- **REQUIRED ACTION**
Would you print the records below without changing anything?

================

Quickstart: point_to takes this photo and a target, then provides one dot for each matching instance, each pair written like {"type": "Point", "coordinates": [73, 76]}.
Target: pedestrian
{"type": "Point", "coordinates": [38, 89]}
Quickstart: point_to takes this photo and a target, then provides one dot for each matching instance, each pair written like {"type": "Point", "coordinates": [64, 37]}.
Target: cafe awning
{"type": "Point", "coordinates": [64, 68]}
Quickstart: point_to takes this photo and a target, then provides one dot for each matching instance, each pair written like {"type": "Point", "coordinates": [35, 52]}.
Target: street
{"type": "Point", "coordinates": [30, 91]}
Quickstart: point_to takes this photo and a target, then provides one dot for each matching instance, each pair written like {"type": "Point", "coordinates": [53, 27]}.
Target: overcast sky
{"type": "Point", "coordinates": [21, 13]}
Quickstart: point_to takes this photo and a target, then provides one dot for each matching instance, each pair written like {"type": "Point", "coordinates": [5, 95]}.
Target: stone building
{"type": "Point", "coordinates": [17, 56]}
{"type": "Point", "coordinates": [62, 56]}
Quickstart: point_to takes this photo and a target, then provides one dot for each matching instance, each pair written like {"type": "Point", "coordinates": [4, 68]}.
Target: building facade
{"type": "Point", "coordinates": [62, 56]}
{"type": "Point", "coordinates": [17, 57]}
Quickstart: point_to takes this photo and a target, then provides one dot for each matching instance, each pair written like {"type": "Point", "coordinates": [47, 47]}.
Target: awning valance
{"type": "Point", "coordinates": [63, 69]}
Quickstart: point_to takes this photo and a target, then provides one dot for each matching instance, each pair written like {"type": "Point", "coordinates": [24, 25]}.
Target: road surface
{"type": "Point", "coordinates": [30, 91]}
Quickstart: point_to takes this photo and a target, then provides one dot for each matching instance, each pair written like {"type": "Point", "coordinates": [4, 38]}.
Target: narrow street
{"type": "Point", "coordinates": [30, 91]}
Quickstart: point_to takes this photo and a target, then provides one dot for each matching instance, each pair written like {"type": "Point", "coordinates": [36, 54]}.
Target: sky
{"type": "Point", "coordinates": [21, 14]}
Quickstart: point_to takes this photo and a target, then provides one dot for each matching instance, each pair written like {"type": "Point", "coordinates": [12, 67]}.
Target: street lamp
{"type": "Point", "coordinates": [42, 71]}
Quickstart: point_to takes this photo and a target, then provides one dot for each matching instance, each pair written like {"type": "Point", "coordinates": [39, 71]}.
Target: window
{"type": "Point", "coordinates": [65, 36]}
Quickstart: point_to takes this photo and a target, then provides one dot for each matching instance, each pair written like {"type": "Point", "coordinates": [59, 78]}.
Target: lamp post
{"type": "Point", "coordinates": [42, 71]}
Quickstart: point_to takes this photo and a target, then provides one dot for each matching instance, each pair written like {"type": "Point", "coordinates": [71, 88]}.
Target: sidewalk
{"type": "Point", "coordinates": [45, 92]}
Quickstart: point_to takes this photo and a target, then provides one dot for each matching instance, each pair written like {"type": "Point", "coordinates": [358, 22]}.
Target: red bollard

================

- **ANSWER FOR THIS EXERCISE**
Quickstart: point_to takes this photo and a target, then provides one dot for each matching instance, each pair written like {"type": "Point", "coordinates": [73, 76]}.
Target: pedestrian
{"type": "Point", "coordinates": [38, 89]}
Quickstart: point_to takes this photo and a target, then provides one dot for each matching instance, each pair written like {"type": "Point", "coordinates": [64, 37]}.
Target: cafe awning
{"type": "Point", "coordinates": [64, 68]}
Quickstart: point_to takes this photo and a target, then provides one dot for each matching instance, each pair written like {"type": "Point", "coordinates": [35, 52]}.
Target: street
{"type": "Point", "coordinates": [30, 91]}
Quickstart: point_to takes this photo and a target, then provides one dot for each matching instance, each pair written like {"type": "Point", "coordinates": [53, 27]}.
Target: overcast sky
{"type": "Point", "coordinates": [21, 13]}
Quickstart: point_to takes this photo and a target, then provides one dot for each matching instance, each pair written like {"type": "Point", "coordinates": [5, 95]}.
Target: stone building
{"type": "Point", "coordinates": [17, 56]}
{"type": "Point", "coordinates": [62, 56]}
Quickstart: point_to takes this photo and a target, then provides one dot for each matching instance, each pair written like {"type": "Point", "coordinates": [4, 68]}.
Target: building facade
{"type": "Point", "coordinates": [62, 56]}
{"type": "Point", "coordinates": [17, 57]}
Quickstart: point_to takes this photo and a target, then provides one dot for each matching instance, each pair written like {"type": "Point", "coordinates": [47, 47]}.
Target: awning valance
{"type": "Point", "coordinates": [63, 69]}
Quickstart: point_to takes this photo and a target, then provides one dot for each matching instance, each pair written like {"type": "Point", "coordinates": [24, 25]}.
Target: road surface
{"type": "Point", "coordinates": [30, 91]}
Quickstart: point_to takes this photo and a target, then provides one dot for each matching instance, each pair written like {"type": "Point", "coordinates": [4, 38]}.
Target: narrow street
{"type": "Point", "coordinates": [30, 91]}
Quickstart: point_to takes this photo and a target, then provides one dot for each matching instance, each pair written like {"type": "Point", "coordinates": [36, 54]}.
Target: sky
{"type": "Point", "coordinates": [21, 14]}
Quickstart: point_to takes this photo and a target, then provides one dot for each matching instance, each pair written like {"type": "Point", "coordinates": [12, 67]}.
Target: street lamp
{"type": "Point", "coordinates": [42, 71]}
Quickstart: point_to takes this photo and a target, then provides one dot for each matching instance, each pair written like {"type": "Point", "coordinates": [39, 71]}.
Target: window
{"type": "Point", "coordinates": [65, 36]}
Quickstart: point_to takes this photo and a target, then provides one dot for each matching instance, each pair written like {"type": "Point", "coordinates": [59, 78]}.
Target: lamp post
{"type": "Point", "coordinates": [42, 71]}
Quickstart: point_to takes this photo and a target, then provides one dot for each matching instance, each pair written like {"type": "Point", "coordinates": [71, 88]}.
Target: sidewalk
{"type": "Point", "coordinates": [45, 92]}
Quickstart: point_to takes this photo and a target, then provides one dot for each matching instance, each pair written like {"type": "Point", "coordinates": [358, 22]}.
Target: red bollard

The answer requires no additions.